(Collected data entries)

================================

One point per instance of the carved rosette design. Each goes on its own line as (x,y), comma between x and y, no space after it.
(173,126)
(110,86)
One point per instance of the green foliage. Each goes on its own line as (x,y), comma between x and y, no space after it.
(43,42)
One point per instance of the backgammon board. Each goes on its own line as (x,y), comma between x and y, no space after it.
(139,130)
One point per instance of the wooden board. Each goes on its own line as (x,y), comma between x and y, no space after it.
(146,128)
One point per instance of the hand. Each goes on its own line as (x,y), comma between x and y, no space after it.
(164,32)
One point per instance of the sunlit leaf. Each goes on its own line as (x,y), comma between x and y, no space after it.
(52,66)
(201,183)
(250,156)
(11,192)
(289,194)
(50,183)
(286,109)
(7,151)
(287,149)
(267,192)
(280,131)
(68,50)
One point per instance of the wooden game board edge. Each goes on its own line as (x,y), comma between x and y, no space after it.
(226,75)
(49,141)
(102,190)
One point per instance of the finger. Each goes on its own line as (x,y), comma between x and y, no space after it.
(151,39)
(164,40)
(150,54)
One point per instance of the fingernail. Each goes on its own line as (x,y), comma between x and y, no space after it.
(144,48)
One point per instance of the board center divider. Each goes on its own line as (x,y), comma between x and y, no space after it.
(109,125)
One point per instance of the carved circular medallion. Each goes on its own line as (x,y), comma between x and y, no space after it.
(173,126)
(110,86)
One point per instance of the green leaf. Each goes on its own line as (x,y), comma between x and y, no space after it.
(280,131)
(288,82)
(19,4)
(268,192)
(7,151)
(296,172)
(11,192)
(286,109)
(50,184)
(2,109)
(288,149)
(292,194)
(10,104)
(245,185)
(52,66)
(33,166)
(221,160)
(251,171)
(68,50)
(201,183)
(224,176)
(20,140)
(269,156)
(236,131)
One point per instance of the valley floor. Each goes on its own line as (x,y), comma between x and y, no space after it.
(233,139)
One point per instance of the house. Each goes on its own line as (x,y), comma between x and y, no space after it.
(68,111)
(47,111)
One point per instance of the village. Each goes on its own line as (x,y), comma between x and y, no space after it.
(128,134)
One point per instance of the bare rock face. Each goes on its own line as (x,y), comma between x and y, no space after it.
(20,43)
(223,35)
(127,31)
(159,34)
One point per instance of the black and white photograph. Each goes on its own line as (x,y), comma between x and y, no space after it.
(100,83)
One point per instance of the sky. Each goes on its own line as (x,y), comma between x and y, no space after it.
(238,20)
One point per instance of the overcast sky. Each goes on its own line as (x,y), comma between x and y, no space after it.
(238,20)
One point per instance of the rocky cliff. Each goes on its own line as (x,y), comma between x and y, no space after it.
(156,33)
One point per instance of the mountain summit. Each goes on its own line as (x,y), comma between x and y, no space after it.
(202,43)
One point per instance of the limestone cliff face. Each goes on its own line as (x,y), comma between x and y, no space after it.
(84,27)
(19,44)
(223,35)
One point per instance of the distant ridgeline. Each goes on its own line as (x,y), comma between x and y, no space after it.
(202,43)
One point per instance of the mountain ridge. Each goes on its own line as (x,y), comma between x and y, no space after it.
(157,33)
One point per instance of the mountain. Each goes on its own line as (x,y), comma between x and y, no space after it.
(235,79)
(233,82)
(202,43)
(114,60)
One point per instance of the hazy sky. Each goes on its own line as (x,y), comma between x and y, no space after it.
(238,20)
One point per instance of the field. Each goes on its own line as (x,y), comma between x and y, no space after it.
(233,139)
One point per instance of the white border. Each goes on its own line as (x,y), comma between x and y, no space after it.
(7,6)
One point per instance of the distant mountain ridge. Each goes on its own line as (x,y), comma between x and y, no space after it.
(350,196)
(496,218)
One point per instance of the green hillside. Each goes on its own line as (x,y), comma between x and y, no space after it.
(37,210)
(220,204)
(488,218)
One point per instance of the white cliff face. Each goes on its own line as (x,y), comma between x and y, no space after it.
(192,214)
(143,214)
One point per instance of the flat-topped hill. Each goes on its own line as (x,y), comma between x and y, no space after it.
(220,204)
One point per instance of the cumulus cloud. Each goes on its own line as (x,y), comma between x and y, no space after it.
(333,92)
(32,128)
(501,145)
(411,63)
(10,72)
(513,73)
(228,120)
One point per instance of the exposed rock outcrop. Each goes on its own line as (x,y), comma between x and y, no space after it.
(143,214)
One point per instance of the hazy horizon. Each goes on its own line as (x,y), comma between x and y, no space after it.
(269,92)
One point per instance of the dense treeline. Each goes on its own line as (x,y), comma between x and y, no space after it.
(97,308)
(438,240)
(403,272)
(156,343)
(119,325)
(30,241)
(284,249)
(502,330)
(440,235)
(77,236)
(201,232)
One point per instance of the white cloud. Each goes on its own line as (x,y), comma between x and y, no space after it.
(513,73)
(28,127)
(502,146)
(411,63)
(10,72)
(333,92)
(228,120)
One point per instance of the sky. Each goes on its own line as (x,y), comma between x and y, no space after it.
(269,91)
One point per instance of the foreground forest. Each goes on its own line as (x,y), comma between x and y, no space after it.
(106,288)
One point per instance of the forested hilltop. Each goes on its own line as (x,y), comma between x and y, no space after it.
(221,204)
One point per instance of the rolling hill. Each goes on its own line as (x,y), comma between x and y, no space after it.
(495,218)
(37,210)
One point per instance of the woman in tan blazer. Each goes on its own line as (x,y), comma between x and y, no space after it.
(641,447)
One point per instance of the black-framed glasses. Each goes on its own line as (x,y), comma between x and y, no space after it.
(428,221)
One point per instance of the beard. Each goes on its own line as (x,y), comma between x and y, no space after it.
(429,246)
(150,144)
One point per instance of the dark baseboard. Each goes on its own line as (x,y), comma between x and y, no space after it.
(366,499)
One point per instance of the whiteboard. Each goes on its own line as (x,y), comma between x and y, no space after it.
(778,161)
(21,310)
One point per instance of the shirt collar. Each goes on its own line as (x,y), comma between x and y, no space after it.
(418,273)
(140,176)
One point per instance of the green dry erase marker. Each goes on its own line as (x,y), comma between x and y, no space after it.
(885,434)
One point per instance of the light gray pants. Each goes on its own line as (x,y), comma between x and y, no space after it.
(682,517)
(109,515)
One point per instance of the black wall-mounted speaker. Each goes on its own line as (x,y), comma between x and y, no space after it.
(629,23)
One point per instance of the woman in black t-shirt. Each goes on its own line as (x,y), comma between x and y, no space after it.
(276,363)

================================

Your reply should consist of the records, copied exactly.

One point per instance of the carved rosette design. Each goes on its own line as (x,y), comma between x and y, no space after it.
(173,126)
(110,86)
One point per instance of the green foliage. Each goes on its own line as (x,y), comma between x and y, no space after it.
(43,42)
One point per instance of the backgammon board. Each goes on its own line as (x,y), comma between x and y, no space after it.
(139,130)
One point per instance of the wooden board. Each goes on its own line as (x,y), comma between x and y, no space after it.
(146,128)
One point per instance of the hand. Each goes on its own line as (x,y), comma between x and y, no space after it.
(164,32)
One point per instance of the sunlit leaf. Each goes on its own line as (x,y), comma between x and y, no space after it.
(52,66)
(201,183)
(250,156)
(11,192)
(289,194)
(50,183)
(286,109)
(7,151)
(287,149)
(267,192)
(280,131)
(68,50)
One point per instance of the wooden game board edge. Each goes on its own line as (x,y), comma between x and y, no space after it.
(226,75)
(49,141)
(102,190)
One point per instance of the finger. Each goes on its own line as (x,y), comma between x and y, no space after it.
(151,39)
(164,40)
(150,54)
One point per instance of the fingernail. Each goes on its own line as (x,y), comma between x and y, no space after it.
(144,48)
One point per instance of the board center divider. Each goes on its own line as (x,y), comma between x and y, no space after it.
(109,125)
One point per instance of the carved circular medallion. Each goes on its own line as (x,y), comma between x and y, no space after it.
(173,126)
(110,86)
One point per instance of the green leaf. Each goes on its own line as (x,y), comma between x and y, no space after it.
(280,131)
(288,82)
(19,4)
(268,192)
(7,151)
(296,172)
(11,192)
(286,109)
(50,184)
(2,109)
(288,149)
(292,194)
(10,104)
(245,185)
(52,66)
(33,166)
(221,160)
(251,171)
(68,50)
(201,183)
(224,176)
(20,140)
(269,156)
(236,131)
One point per instance of the valley floor. Each goes on its own line as (x,y), comma between x and y, no space after it.
(233,139)
One point per instance of the house. Each goes on its own line as (x,y), comma between x and y, no space after it.
(68,111)
(47,111)
One point per instance of the village. Each goes on its own line as (x,y), comma between x and y, no space after it.
(128,134)
One point per instance of the bare rock face. Each goes on its own line as (x,y), comma between x and y, no space after it.
(20,43)
(223,35)
(127,31)
(159,34)
One point per instance of the black and white photograph. Each goes on its own line as (x,y), comma between x and y, no space after it.
(100,83)
One point per instance of the sky. Each goes on its own line as (x,y), comma between x and y, no space after it.
(238,20)
One point per instance of the overcast sky. Each goes on its own line as (x,y), comma between x and y, no space after it.
(238,20)
One point per instance of the rocky cliff. Each goes on its own line as (x,y), comma between x and y, no space after it.
(156,33)
One point per instance of the mountain summit. Each goes on its own line as (x,y), comma between x and y, no space after it.
(202,43)
One point per instance of the limestone cliff face. Each goes on its own line as (x,y), comma between x and y, no space after it.
(84,27)
(19,44)
(223,35)
One point per instance of the distant ridgeline. Each goes on its own line as (x,y), comma between x and y, no space after it.
(202,43)
One point per instance of the mountain ridge. Each goes on its own line as (x,y), comma between x and y, no space after it.
(157,33)
One point per instance of the mountain. Each goes on its own line as (x,y), comma between x and y, no space after it.
(235,79)
(233,82)
(202,43)
(114,60)
One point per instance of the hazy sky. Each goes on its own line as (x,y), comma between x and y, no space after it.
(238,20)
One point per instance of the field. Each goes on its own line as (x,y), comma between x and y, no space after it.
(233,139)
One point per instance of the white border. Each goes on its own line as (x,y), comma between x and y, no space after it.
(7,6)
One point per instance of the distant mountain ridge. Each goes on its own line as (x,y), comma between x and y, no space after it.
(350,196)
(496,218)
One point per instance of the green hillside. Each goes on its own line as (x,y), comma between x and y, no space after it.
(37,210)
(220,204)
(488,218)
One point per instance of the white cliff face. Each goes on its own line as (x,y), comma between x and y, no space after it.
(192,214)
(143,214)
One point per instance of the flat-topped hill. Each goes on its own line as (x,y), comma between x and y, no space after it.
(220,204)
One point per instance of the cumulus cloud. Each goes on its own line as (x,y), comma between x and y, no space after it.
(333,92)
(32,128)
(501,145)
(411,63)
(10,72)
(513,73)
(228,120)
One point per instance of the exposed rock outcrop. Each goes on its own line as (x,y), comma between x and y, no space after it.
(143,214)
One point per instance of the hazy horizon. Each goes on its own line as (x,y), comma between x and y, no space after it.
(269,92)
One point per instance of the dense treeline. Each goes on its own line as (x,y), comma between x and y, no space after it.
(97,308)
(438,240)
(403,272)
(156,343)
(119,325)
(30,241)
(284,249)
(502,330)
(440,235)
(77,236)
(201,232)
One point per instance of the white cloud. Each goes on its own line as (x,y), comma between x and y, no space after it.
(513,73)
(28,127)
(502,146)
(411,63)
(10,72)
(333,92)
(228,120)
One point per instance of the sky. Each goes on its own line as (x,y), comma between x and y, no space after it.
(269,91)
One point per instance of the foreground forest. Each goes on its own line as (x,y), comma between x and y, no space after it.
(106,288)
One point per instance of the forested hilltop. Each goes on its own line as (x,y), comma between x and y, no space after it.
(221,204)
One point per instance of the rolling hill. Each goes on its own line as (x,y), comma between x and y, no space after it.
(495,218)
(37,210)
One point per instance of the woman in tan blazer. Each goes on its own line as (x,y), comma between x and y, no space after it.
(641,447)
One point per instance of the black-framed glasses. Each goes on its own line as (x,y), comma between x and y, no space after it.
(428,221)
One point per instance of the beard. Each goes on its own line as (x,y), comma between x and y, no space after it.
(429,246)
(150,144)
One point per instance of the dark baseboard. Each goes on its own line as (x,y), comma between x and y, no space after it.
(366,499)
One point per instance of the whiteboard. Each goes on its own line as (x,y), comma between x and y, no space after it.
(778,161)
(21,310)
One point per instance of the shirt collar. Each goes on its own line as (x,y), comma between x and y, no space after it.
(418,273)
(140,176)
One point per instance of the green dry erase marker. Each goes on its own line as (x,y), comma between x and y, no space after it.
(885,434)
One point per instance of the light gray pants. Each goes on its own line as (x,y), comma between x and y, no space after it.
(682,517)
(109,515)
One point per instance of the black wall-mounted speaker. Each goes on its own line as (x,y), comma between x and y, no space after it.
(629,23)
One point per instance of the woman in black t-shirt. Each goes on its own line as (x,y), comma between x and y, no space after it.
(276,363)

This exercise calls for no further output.